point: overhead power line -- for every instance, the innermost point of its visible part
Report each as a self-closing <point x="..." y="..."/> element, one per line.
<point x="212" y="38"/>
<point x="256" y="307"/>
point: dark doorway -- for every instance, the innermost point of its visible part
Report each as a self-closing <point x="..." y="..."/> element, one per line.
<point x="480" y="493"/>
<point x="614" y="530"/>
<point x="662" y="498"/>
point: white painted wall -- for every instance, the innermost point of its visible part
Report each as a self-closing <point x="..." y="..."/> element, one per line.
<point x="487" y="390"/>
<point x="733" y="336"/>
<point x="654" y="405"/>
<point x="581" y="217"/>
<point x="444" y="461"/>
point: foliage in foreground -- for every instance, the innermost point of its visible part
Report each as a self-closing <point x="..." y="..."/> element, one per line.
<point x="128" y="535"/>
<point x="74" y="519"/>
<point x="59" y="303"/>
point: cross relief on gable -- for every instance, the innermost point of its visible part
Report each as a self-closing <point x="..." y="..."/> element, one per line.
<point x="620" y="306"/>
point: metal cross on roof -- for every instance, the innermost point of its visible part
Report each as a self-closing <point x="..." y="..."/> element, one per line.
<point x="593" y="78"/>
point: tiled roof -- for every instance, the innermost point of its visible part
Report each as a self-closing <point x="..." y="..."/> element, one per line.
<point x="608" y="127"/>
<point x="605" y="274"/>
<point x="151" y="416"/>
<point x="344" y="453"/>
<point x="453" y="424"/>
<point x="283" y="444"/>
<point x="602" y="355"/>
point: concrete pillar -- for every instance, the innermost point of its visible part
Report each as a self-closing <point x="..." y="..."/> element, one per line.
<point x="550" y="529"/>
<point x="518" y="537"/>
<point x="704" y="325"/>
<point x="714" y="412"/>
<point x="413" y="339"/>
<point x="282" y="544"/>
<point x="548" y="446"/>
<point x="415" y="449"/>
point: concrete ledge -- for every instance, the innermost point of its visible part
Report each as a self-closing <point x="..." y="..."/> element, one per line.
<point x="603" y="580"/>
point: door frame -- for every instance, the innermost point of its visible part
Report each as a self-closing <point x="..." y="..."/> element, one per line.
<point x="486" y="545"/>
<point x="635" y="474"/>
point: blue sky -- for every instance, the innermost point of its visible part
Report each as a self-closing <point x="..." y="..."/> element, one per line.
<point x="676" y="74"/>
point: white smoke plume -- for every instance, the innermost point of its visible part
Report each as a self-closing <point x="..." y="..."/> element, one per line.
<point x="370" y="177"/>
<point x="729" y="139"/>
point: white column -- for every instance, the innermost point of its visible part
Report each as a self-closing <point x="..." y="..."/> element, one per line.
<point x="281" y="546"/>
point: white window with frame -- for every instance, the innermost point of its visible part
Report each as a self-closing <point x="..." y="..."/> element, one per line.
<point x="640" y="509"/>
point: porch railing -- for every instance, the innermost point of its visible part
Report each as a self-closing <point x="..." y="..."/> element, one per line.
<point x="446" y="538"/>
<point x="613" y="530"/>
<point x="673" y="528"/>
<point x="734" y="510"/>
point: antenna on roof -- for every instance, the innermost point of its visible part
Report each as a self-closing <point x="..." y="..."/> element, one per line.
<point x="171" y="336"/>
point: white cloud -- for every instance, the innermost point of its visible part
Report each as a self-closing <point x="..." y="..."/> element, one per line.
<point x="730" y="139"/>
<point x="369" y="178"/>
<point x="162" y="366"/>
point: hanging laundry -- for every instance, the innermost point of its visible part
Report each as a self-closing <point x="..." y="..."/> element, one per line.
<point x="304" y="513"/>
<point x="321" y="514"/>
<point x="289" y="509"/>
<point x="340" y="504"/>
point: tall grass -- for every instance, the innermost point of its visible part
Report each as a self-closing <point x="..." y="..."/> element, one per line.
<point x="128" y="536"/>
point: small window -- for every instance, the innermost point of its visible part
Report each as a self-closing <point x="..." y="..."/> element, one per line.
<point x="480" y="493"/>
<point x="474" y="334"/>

(Task instructions):
Wherever the word "roof" appears in the entries above, copy that line.

(Task solution):
point: metal cross on roof -- for every instance, the innermost point of its visible part
point: tiled roof -- for every instance, the innermost point of its visible part
point: antenna on roof -- for every instance, the innermost point of its visible part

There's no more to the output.